### WHAT TO WORK ON
Recast everything from the beginning of the items through the line containing "28L768 147L856 310L1119" as a Markdown table with the columns Row and Line, giving each line its own numbered row and omitting blank lines.

### EXTRACTED RECORDS
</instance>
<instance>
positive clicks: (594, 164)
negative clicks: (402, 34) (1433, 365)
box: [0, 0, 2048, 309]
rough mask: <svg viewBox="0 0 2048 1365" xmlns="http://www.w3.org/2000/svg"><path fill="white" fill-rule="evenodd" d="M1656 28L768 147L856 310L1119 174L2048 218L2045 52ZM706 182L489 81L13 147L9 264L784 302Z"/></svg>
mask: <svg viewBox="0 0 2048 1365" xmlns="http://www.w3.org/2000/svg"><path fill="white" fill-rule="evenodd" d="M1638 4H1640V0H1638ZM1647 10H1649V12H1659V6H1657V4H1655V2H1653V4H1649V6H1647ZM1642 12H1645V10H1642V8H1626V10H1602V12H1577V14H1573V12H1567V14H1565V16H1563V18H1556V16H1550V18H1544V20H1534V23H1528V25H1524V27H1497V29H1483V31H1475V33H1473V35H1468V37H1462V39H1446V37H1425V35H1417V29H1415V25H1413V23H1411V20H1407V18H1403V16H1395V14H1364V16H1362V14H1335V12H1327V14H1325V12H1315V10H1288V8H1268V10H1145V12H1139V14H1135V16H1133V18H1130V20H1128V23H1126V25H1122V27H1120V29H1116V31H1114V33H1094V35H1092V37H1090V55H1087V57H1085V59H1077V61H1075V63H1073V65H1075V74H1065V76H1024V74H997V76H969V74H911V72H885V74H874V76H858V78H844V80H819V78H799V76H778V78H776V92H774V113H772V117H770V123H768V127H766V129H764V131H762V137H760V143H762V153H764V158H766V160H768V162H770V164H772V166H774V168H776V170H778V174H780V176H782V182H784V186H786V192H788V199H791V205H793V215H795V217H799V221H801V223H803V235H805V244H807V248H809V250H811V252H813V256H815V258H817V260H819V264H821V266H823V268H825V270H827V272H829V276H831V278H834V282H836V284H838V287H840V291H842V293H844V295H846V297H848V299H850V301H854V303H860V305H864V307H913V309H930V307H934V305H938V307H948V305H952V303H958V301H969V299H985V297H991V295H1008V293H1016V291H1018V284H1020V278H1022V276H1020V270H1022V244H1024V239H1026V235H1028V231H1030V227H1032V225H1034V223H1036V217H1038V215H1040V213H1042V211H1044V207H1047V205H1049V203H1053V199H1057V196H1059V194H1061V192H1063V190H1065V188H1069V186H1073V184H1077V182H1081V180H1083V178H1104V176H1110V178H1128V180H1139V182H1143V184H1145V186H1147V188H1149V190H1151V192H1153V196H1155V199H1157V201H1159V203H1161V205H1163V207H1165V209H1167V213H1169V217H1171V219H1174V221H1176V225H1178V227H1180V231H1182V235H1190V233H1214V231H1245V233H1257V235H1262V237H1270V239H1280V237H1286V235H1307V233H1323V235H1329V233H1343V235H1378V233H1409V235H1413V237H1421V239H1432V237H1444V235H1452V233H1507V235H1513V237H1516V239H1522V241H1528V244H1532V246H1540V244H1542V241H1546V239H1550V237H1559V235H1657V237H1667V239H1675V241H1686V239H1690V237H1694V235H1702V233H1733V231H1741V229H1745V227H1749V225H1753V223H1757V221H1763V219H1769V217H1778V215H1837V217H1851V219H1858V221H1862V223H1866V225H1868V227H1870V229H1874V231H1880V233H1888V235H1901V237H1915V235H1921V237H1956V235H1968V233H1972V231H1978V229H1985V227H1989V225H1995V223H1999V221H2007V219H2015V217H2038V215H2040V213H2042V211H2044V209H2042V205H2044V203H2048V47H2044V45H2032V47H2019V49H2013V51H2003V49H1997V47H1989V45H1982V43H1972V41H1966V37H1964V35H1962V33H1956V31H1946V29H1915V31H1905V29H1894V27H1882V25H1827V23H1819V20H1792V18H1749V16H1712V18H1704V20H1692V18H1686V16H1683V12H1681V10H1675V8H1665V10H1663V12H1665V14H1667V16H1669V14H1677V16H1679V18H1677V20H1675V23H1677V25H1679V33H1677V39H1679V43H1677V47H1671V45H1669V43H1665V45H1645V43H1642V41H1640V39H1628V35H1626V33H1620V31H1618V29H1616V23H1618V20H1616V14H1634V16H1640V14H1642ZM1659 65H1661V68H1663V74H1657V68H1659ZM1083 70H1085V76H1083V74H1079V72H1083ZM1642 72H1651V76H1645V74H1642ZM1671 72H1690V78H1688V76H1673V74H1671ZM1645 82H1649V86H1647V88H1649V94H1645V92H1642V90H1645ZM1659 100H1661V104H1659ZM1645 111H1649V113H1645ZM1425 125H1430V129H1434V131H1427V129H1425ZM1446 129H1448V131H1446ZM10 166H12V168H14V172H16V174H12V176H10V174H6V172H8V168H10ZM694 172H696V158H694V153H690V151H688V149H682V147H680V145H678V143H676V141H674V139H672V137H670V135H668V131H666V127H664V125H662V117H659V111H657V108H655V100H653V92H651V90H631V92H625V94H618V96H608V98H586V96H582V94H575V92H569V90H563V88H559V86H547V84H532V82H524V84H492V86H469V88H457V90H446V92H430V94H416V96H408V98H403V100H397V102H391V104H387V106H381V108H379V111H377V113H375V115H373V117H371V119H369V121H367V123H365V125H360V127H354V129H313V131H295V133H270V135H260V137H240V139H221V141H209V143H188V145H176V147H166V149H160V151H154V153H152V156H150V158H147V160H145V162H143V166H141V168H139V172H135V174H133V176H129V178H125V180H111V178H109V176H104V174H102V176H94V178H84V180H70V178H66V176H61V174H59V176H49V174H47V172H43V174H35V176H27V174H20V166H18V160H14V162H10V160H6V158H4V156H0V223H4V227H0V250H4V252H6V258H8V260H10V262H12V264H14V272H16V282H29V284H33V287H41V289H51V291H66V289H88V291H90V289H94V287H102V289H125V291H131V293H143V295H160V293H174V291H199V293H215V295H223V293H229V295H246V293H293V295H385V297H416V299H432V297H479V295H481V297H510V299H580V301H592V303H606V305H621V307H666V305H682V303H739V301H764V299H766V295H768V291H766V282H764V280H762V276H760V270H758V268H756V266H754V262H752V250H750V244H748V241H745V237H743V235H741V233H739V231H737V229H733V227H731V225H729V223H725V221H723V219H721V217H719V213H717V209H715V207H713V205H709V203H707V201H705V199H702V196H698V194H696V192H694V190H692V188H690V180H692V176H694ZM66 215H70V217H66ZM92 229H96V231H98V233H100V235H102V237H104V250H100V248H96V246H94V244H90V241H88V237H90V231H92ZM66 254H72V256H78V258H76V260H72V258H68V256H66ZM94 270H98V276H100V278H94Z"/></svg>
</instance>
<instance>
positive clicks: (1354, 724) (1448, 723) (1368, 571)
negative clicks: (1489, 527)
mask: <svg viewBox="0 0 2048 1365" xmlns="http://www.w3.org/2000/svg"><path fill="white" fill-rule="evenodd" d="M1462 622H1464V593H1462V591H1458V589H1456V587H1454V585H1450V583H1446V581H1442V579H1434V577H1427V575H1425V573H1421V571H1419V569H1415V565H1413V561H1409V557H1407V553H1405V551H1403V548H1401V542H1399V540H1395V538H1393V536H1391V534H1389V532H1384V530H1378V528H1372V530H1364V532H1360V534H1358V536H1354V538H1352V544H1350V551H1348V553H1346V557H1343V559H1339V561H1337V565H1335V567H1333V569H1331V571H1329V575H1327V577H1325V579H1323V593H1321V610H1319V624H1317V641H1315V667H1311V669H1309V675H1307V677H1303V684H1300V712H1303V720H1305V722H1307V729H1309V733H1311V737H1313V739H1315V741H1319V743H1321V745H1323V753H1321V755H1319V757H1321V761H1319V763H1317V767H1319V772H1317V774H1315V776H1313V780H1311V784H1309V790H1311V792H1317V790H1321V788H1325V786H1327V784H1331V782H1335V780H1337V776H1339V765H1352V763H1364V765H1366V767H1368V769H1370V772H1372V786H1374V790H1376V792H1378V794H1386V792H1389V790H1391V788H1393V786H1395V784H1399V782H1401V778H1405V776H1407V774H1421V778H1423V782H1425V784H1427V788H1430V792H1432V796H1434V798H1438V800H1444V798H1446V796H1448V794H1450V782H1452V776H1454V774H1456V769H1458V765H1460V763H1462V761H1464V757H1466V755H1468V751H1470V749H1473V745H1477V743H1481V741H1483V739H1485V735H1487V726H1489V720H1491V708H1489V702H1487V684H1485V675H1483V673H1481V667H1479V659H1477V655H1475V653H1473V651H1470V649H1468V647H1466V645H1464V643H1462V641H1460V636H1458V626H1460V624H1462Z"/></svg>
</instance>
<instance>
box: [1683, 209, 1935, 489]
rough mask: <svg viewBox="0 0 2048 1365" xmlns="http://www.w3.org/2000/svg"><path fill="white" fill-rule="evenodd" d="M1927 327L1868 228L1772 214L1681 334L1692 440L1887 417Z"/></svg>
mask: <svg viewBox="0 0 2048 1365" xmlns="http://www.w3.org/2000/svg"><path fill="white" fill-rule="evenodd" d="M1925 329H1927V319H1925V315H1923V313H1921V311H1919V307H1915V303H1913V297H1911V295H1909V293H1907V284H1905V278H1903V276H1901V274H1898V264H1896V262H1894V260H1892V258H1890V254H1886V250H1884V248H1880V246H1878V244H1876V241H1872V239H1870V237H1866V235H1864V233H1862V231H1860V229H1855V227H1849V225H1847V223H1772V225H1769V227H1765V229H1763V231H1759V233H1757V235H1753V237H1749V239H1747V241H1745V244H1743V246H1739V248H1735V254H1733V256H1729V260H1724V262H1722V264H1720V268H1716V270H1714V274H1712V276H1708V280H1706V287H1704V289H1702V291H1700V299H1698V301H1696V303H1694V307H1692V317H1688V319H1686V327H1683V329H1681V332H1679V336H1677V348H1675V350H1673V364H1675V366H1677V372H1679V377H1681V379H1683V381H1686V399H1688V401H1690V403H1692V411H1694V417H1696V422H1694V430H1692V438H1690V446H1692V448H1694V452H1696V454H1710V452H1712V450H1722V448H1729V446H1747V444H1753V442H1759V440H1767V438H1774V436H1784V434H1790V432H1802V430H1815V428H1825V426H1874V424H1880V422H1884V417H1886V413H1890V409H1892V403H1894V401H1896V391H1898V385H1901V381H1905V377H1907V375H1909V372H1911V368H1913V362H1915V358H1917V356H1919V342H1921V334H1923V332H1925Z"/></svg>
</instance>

### OUTPUT BELOW
| Row | Line |
|---|---|
| 1 | </instance> |
| 2 | <instance> |
| 3 | positive clicks: (594, 164) |
| 4 | negative clicks: (402, 34) (1433, 365) |
| 5 | box: [0, 0, 2048, 309] |
| 6 | rough mask: <svg viewBox="0 0 2048 1365" xmlns="http://www.w3.org/2000/svg"><path fill="white" fill-rule="evenodd" d="M1656 28L768 147L856 310L1119 174L2048 218L2045 52ZM706 182L489 81L13 147L9 264L784 302Z"/></svg> |